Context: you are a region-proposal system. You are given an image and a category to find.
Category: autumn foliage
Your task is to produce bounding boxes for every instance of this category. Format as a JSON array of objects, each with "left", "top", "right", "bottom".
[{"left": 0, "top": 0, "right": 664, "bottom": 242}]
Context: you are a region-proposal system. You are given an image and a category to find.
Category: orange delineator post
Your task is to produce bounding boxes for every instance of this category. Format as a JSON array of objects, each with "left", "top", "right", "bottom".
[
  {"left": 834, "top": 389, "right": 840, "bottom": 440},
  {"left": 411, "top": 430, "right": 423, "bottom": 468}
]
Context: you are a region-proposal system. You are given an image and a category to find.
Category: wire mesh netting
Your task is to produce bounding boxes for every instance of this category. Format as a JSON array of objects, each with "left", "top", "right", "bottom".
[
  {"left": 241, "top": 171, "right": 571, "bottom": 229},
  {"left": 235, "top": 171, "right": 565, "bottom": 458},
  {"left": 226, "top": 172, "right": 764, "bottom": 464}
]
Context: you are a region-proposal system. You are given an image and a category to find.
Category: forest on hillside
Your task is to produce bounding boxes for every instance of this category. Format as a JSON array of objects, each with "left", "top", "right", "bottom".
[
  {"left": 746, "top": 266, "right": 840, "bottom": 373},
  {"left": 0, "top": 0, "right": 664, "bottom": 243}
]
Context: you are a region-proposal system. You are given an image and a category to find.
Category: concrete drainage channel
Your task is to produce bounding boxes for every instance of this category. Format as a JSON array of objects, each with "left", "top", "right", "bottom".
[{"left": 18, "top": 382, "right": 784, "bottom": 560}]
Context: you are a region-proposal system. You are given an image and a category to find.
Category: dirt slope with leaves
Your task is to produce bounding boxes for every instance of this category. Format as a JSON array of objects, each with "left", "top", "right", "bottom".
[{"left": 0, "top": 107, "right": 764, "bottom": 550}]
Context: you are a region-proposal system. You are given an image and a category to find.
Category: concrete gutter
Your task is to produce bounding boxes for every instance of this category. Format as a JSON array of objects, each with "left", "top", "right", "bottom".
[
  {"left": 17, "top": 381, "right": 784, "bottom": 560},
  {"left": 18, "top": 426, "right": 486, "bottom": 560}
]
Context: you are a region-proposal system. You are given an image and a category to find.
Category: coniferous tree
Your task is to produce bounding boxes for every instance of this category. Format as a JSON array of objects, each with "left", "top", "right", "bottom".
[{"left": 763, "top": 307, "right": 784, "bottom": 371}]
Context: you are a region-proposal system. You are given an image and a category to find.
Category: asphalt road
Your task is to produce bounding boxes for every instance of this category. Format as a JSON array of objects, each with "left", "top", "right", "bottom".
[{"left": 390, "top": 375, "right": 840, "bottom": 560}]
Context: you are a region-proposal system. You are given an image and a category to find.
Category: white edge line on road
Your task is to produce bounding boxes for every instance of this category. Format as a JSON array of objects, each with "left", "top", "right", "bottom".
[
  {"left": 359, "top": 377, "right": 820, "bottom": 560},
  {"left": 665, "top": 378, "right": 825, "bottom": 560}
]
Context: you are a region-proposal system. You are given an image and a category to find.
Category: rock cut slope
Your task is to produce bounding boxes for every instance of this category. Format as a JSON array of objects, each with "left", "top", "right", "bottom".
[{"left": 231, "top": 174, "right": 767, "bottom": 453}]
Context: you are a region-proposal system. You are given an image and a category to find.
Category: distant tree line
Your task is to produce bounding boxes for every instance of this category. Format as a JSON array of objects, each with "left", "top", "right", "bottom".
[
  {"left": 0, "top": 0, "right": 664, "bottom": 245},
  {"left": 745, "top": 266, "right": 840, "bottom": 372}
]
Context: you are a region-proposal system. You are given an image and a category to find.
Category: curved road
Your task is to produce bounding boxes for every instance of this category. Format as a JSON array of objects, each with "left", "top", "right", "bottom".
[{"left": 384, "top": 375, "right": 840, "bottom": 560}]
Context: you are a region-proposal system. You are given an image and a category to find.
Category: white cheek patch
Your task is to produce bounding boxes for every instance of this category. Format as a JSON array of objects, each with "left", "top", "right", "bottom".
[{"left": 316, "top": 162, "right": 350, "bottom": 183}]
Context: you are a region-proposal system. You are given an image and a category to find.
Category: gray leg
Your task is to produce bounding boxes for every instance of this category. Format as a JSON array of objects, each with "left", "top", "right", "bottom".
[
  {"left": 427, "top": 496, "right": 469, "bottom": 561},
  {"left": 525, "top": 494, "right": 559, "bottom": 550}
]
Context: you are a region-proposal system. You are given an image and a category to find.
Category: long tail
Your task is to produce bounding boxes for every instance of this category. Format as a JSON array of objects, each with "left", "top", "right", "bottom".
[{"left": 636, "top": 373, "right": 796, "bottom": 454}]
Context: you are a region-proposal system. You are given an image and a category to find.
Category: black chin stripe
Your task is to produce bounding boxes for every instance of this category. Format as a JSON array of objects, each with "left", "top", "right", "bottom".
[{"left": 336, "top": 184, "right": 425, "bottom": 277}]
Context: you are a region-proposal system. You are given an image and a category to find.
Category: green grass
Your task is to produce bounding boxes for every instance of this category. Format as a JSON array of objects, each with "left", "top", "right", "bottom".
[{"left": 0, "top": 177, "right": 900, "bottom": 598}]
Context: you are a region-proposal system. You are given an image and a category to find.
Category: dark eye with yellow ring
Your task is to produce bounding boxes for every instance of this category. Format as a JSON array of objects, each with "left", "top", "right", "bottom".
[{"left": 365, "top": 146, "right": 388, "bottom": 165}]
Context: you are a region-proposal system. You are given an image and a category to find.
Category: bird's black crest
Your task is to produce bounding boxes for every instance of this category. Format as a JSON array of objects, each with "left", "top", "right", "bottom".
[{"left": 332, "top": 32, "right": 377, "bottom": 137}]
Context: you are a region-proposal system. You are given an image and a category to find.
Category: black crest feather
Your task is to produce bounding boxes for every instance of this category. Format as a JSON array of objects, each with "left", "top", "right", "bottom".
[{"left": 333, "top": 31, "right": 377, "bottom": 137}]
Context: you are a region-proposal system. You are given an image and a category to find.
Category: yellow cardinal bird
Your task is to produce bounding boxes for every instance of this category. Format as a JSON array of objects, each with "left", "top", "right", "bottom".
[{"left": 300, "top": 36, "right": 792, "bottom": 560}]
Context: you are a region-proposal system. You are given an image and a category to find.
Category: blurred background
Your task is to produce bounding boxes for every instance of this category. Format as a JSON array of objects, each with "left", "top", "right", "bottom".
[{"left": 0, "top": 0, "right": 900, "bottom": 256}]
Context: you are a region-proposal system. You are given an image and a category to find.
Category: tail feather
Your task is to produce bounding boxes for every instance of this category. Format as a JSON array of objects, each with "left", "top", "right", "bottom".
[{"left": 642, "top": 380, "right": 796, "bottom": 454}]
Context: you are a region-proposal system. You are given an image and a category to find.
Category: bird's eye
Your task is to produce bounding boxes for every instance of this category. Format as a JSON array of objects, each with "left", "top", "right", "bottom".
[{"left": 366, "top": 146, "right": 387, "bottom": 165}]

______

--- Set task ---
Which lines of the items above contain the word "yellow"? Return each of them in full.

--- Correct output ---
Category: dark eye with yellow ring
Category: yellow cardinal bird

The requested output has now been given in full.